| Exercícios |
A. De acordo com o texto sobre artes marciais e saúde mental, qual é o índice de diagnóstico de ansiedade entre os jovens brasileiros de 18 a 24 anos?
B. Indique se cada afirmação abaixo está de acordo com o texto sobre artes marciais e saúde mental: (i) segundo dados oficiais da Organização Mundial da Saúde, cerca de 9,3% da população brasileira sofre com ansiedade; (ii) os especialistas apontam a meditação como uma das principais alternativas para auxiliar no processo de melhora; (iii) o judô está entre as disciplinas mencionadas.

| Trecho do texto |
◆ ◆ ◆ ◆ ◆
Força, Equilíbrio e Mente: Como as Artes Marciais Transformam Corpo e Emoções

Do tatame à roda de capoeira, histórias reais mostram como disciplina, cultura e técnica fortalecem a saúde mental.

Em um mundo onde os índices de ansiedade e depressão atingem patamares alarmantes, cresce a busca por alternativas que ajudem a preservar e recuperar a saúde mental. No Brasil, segundo a Organização Mundial da Saúde, em dados oficiais, cerca de 9,3% da população sofre com ansiedade e 5,8% com depressão, porém, pesquisas mais recentes indicam que 26,8% dos brasileiros foram diagnosticados com ansiedade, com um índice alarmante de 31,6% entre os jovens de 18 a 24 anos, números que colocam o país entre os líderes mundiais nesses transtornos. Nesse cenário, especialistas na área reforçam o exercício físico como uma das principais alternativas para auxiliar no processo de melhora, e, com isso, surgem as artes marciais. Através de disciplinas que exigem técnica e presença, como jiu-jitsu, capoeira e judô, é possível encontrar uma filosofia de vida que pode até ditar seu trabalho, como veremos a seguir.
◆ ◆ ◆ ◆ ◆
| Trecho de dados |
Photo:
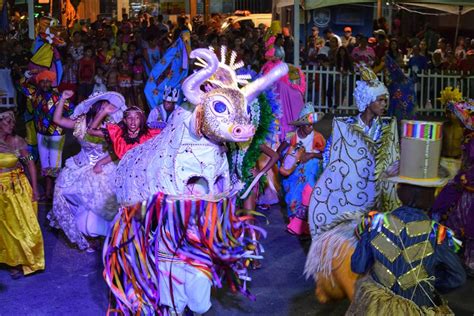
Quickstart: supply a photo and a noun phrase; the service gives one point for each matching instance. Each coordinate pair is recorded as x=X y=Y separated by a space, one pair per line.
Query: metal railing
x=331 y=90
◆ ◆ ◆ ◆ ◆
| Respostas dos exercícios |
A. 31,6%.

B.
(i) Sim: "cerca de 9,3% da população sofre com ansiedade".
(ii) Não: "especialistas na área reforçam o exercício físico como uma das principais alternativas para auxiliar no processo de melhora".
(iii) Sim: "como jiu-jitsu, capoeira e judô".